Goal: Reproduce the material below, changing every occurrence of "photograph" to "image" and leaving all else as it stands.

Dataset records:
= = =
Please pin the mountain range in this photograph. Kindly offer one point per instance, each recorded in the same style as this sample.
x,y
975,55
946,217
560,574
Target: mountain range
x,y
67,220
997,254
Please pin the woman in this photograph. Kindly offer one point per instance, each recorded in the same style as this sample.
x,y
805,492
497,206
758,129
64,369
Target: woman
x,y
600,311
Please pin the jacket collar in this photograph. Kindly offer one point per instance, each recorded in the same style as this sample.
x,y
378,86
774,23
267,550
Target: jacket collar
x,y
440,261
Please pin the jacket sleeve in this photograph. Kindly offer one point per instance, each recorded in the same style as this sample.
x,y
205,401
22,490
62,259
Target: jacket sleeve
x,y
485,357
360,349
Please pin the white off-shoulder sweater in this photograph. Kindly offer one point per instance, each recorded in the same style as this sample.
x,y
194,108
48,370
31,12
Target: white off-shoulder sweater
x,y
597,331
= = =
Solved exercise:
Please pin the mountain range in this image. Kindly offer one point per instance, each recorded in the same style as this sample.
x,y
975,55
946,217
560,574
Target: mountain range
x,y
67,220
997,254
Please pin the woman in this image. Kindly offer one point per instance, each recorded in the same style as this sample.
x,y
805,492
497,206
758,129
64,369
Target: woman
x,y
600,311
Please pin the jacket collar in this image. Kindly offer one point per instance, each recorded in the same style as this sample.
x,y
378,86
774,23
267,550
Target: jacket collar
x,y
440,261
Please pin the jacket sleeve in this image. Kindly offer one point per instance, each recorded in the same style as this sample.
x,y
205,401
22,490
62,259
Target: jacket sleeve
x,y
485,357
360,349
Please pin the white off-shoulder sweater in this image. Kindly offer one point per instance, each recorded in the same style as this sample.
x,y
194,108
48,370
31,12
Target: white off-shoulder sweater
x,y
597,331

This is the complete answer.